### WHAT TO DO
Pick out every line of the records below that contains the string "woman", matching case exactly, and copy each one.
═══ EXTRACTED ENTRIES ═══
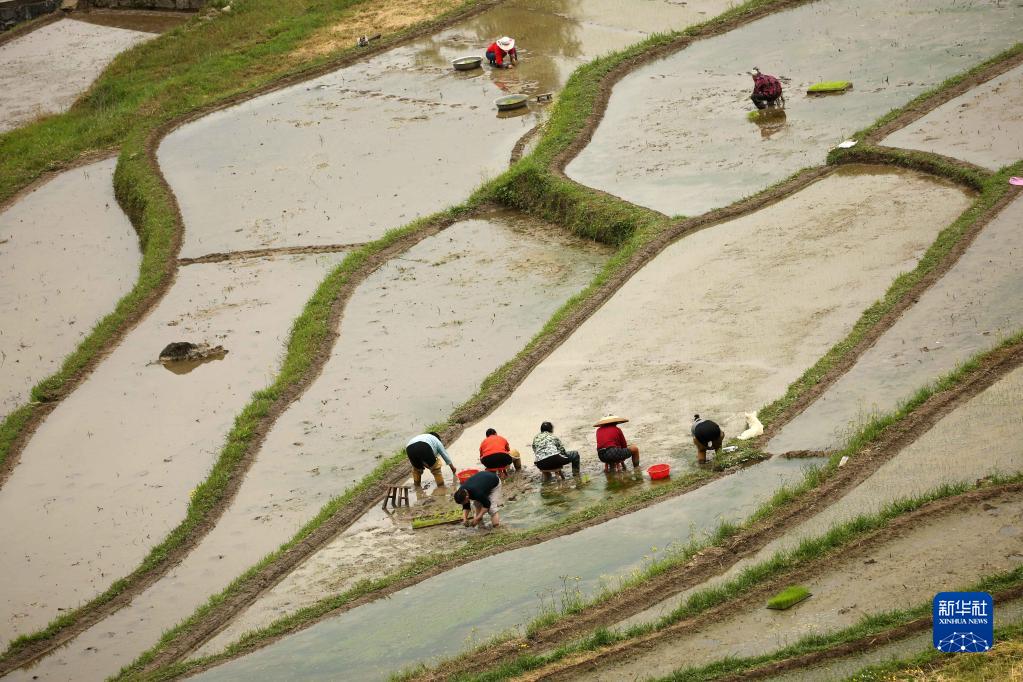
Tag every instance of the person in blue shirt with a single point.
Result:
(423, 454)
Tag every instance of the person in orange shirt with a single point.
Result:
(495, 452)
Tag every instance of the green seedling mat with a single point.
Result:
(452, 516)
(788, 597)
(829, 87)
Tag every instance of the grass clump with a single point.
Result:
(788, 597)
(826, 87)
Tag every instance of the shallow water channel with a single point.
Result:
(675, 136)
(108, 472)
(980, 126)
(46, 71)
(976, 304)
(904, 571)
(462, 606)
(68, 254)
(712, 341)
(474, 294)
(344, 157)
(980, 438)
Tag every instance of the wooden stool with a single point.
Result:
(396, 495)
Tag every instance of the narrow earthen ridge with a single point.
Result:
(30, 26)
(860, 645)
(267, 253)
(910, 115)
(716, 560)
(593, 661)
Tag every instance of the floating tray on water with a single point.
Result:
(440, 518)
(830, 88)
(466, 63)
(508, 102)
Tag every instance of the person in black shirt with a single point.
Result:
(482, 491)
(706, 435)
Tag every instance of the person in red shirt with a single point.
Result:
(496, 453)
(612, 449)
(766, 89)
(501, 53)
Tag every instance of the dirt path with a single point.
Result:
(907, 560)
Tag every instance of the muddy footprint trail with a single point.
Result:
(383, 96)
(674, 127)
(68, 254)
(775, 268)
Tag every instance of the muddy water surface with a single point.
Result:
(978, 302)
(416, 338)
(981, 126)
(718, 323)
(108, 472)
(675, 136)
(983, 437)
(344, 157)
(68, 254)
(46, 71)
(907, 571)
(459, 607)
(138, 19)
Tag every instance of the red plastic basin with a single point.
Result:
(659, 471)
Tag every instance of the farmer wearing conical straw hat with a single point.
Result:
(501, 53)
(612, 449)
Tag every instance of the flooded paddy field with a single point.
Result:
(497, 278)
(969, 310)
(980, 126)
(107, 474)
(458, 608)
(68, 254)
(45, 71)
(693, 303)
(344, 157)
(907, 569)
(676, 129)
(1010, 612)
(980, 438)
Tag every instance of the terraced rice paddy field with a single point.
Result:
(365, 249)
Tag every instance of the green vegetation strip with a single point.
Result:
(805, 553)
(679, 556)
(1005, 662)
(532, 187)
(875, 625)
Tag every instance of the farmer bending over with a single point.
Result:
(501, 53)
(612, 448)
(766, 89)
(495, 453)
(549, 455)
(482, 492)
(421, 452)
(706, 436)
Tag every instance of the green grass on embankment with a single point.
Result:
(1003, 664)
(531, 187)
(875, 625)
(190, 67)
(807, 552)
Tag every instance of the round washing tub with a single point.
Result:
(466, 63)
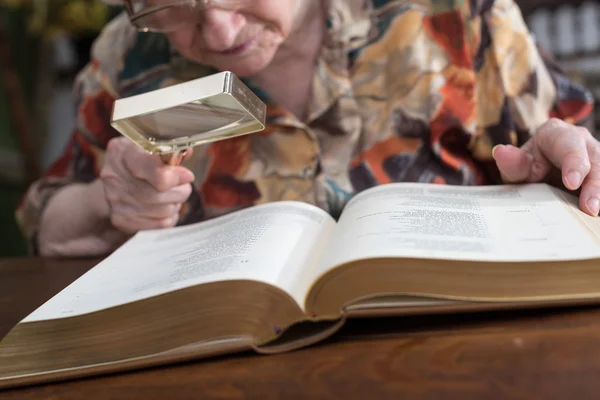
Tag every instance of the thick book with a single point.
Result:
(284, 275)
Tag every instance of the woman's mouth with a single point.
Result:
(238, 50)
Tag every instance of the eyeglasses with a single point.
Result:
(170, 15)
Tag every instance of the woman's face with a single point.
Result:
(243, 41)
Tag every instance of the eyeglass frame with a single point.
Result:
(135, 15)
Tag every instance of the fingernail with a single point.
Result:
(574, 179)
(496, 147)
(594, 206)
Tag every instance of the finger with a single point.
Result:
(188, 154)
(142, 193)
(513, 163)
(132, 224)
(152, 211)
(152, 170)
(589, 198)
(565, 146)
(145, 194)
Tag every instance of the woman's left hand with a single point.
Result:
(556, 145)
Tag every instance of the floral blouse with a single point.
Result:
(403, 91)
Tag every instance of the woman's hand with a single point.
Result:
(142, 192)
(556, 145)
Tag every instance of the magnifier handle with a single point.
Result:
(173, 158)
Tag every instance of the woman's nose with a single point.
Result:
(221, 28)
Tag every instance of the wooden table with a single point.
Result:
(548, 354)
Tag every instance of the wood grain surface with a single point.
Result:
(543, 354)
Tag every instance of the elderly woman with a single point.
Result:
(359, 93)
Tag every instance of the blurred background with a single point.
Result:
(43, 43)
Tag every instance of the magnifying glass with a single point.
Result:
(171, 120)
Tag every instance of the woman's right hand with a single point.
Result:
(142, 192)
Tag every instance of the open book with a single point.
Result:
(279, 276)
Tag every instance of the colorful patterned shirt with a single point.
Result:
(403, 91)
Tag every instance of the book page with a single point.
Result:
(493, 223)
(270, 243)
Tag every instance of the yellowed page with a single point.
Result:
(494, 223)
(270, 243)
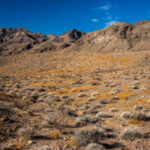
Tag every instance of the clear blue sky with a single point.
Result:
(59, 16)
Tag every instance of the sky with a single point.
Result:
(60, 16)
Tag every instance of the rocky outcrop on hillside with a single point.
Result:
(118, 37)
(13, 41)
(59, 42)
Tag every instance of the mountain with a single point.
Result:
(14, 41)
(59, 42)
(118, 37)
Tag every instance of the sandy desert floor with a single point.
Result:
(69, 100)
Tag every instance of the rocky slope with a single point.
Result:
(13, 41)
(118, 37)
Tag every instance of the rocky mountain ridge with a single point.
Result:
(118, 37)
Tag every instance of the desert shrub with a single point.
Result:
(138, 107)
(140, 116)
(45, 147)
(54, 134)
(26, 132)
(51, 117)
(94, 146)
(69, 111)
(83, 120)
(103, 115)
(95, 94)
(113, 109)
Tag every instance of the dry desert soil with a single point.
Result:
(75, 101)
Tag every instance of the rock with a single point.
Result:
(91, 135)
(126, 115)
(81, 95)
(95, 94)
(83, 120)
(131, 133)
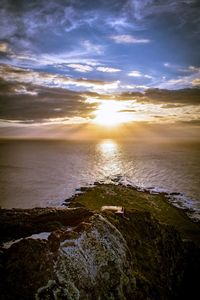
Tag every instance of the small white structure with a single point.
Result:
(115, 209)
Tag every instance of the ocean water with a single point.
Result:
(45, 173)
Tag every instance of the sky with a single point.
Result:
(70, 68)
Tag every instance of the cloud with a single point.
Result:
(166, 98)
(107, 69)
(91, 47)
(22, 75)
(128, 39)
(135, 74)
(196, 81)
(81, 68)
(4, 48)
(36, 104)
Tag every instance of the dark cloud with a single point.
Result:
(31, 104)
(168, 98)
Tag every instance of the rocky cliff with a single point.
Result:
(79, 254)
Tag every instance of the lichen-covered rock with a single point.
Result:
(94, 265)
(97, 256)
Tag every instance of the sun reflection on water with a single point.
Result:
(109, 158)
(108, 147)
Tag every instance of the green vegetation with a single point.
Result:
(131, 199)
═══
═══ EXTRACTED ENTRIES ═══
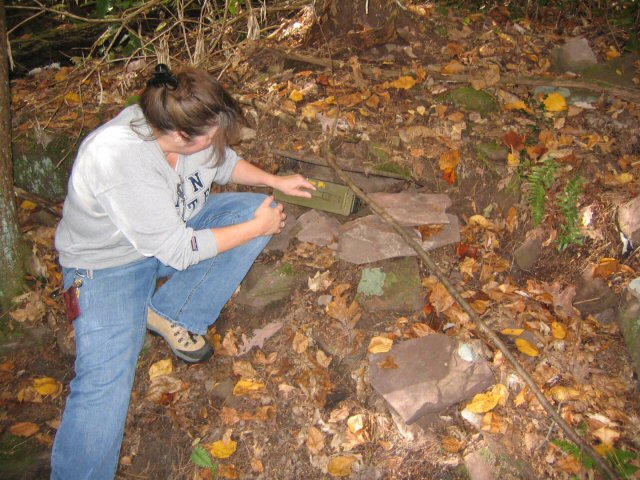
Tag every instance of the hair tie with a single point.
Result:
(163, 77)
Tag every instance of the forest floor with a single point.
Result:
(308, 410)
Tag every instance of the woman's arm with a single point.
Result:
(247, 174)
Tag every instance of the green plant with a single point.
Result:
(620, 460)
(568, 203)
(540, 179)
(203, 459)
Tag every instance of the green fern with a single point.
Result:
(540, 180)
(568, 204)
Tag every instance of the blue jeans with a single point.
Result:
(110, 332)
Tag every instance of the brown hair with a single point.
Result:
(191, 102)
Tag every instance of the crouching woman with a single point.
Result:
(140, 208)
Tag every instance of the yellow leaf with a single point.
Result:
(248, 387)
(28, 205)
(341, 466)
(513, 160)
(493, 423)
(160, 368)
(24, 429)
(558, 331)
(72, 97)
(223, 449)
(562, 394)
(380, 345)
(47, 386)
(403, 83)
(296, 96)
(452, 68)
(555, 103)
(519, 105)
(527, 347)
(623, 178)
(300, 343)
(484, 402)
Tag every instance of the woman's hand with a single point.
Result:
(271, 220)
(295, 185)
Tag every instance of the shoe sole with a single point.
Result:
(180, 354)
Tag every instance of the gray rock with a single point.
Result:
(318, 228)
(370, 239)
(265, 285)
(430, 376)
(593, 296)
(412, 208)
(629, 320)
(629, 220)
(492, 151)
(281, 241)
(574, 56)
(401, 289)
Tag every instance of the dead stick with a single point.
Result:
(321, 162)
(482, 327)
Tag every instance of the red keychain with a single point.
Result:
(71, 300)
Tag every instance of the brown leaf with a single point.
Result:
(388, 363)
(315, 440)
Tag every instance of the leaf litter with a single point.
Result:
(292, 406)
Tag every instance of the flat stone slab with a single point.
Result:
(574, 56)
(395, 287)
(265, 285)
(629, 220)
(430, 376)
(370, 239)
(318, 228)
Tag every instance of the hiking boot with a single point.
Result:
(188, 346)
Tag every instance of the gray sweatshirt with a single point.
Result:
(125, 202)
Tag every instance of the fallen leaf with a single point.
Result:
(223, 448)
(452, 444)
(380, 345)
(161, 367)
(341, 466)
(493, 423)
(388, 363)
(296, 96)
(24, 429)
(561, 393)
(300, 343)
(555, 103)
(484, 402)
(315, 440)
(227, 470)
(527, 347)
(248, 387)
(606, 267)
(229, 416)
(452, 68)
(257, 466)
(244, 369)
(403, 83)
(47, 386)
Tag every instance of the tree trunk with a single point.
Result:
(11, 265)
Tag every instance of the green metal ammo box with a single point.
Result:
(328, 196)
═══
═══ EXTRACTED ENTRIES ═══
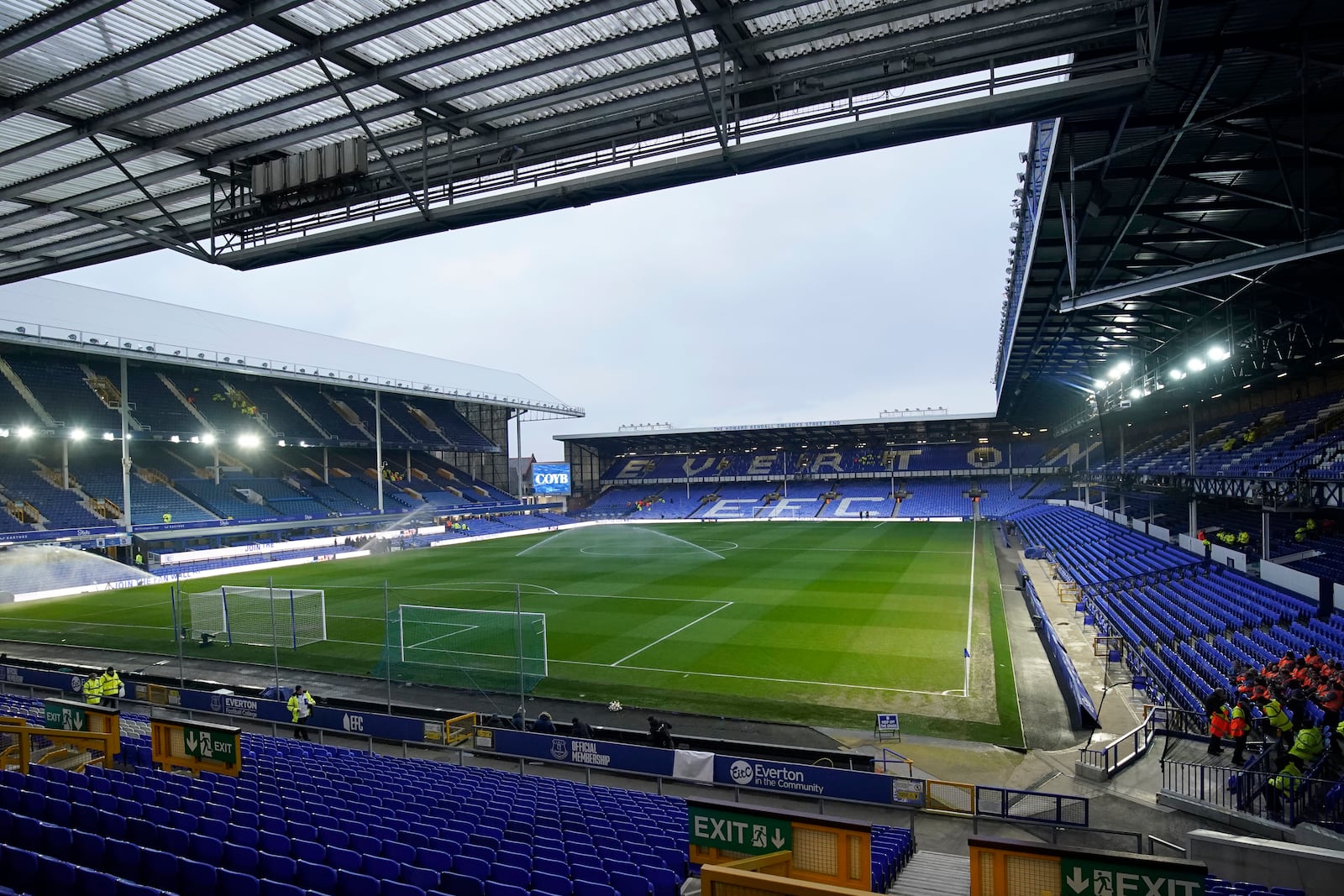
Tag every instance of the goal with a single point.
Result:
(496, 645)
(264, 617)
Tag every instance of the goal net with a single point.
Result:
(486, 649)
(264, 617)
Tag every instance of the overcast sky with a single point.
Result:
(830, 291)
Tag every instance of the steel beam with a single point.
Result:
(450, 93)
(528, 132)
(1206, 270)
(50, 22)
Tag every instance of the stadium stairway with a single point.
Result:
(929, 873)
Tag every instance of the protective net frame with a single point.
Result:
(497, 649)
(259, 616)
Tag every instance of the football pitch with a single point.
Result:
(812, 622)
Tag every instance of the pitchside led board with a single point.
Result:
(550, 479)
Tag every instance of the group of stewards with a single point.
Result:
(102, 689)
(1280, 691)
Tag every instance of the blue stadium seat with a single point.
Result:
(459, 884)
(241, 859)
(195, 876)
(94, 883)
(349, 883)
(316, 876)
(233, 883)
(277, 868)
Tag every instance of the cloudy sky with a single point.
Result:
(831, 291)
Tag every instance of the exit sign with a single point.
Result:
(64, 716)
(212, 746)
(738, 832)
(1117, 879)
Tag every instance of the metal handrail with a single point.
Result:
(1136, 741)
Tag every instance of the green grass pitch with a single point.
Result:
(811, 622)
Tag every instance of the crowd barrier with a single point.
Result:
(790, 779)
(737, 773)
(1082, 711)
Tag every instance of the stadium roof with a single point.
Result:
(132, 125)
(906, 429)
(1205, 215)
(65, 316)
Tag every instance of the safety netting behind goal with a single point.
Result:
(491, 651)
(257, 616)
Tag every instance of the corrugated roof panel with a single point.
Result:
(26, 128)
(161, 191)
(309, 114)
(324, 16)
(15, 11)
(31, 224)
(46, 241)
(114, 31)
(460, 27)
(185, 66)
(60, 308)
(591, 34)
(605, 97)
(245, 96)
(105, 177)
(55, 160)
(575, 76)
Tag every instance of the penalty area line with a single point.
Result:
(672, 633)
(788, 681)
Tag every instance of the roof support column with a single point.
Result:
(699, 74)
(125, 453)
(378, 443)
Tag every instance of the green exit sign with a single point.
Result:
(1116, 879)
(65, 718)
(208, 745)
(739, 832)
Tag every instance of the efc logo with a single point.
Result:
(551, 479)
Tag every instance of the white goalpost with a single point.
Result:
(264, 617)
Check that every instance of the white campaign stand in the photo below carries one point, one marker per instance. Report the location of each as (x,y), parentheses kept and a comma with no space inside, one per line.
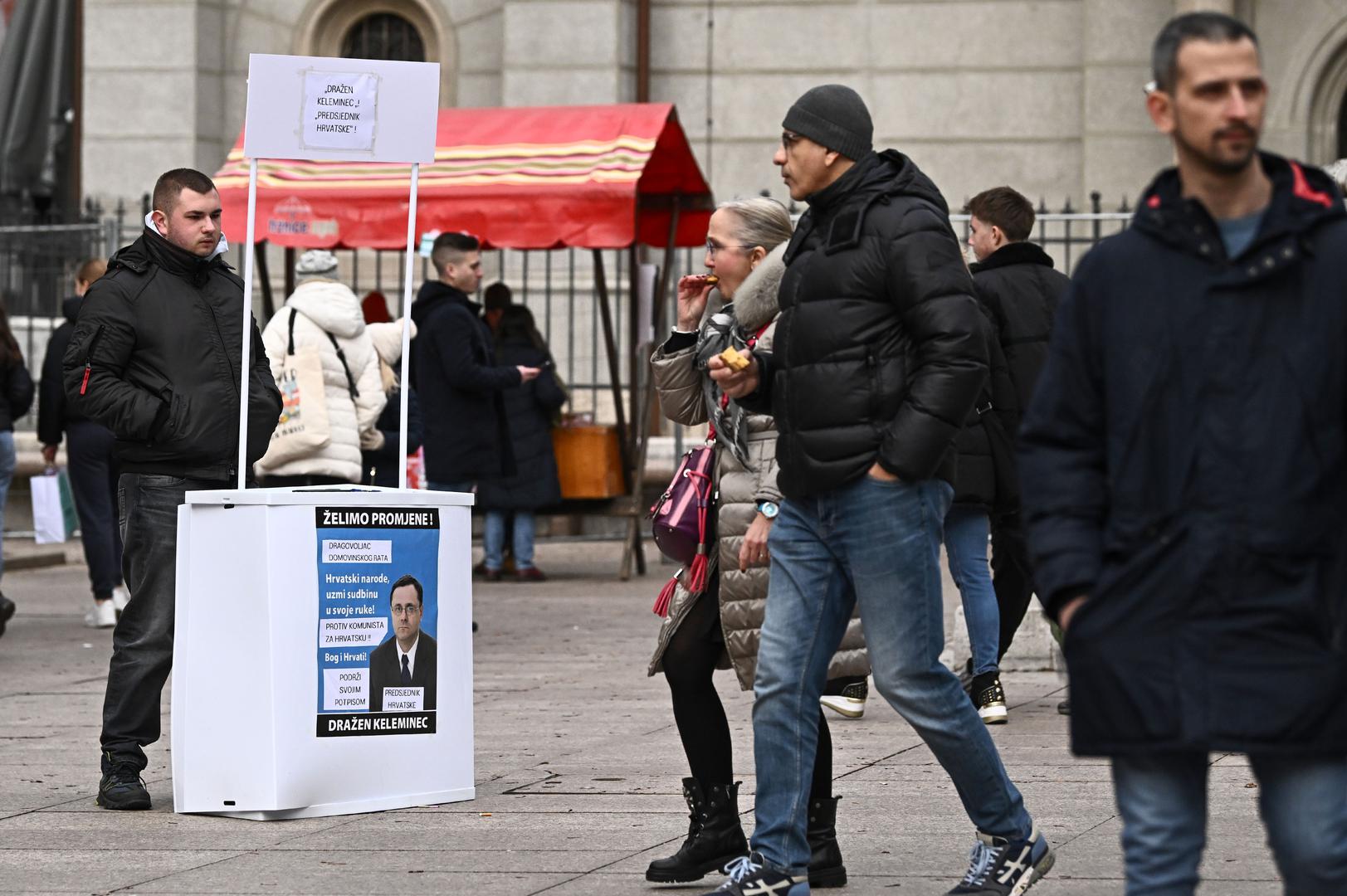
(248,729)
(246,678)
═══
### THE OUTPUT
Tag every instance of the woman's mouth with a single point.
Tag every instance of the woman's face with a single point.
Tag every instance of the woman's left hand with a single point.
Tag every instance of the woman's hand with a single point.
Tag every instance of the woman's nose with a single point.
Tag every instance of the elderly woman with a single point.
Tag every instance of the woman's right hand with a single point.
Tag every instance of the woman's arm with a single point.
Tag every instance of the crouching woman with a single point.
Tag every instance of the woman's hand with a single point.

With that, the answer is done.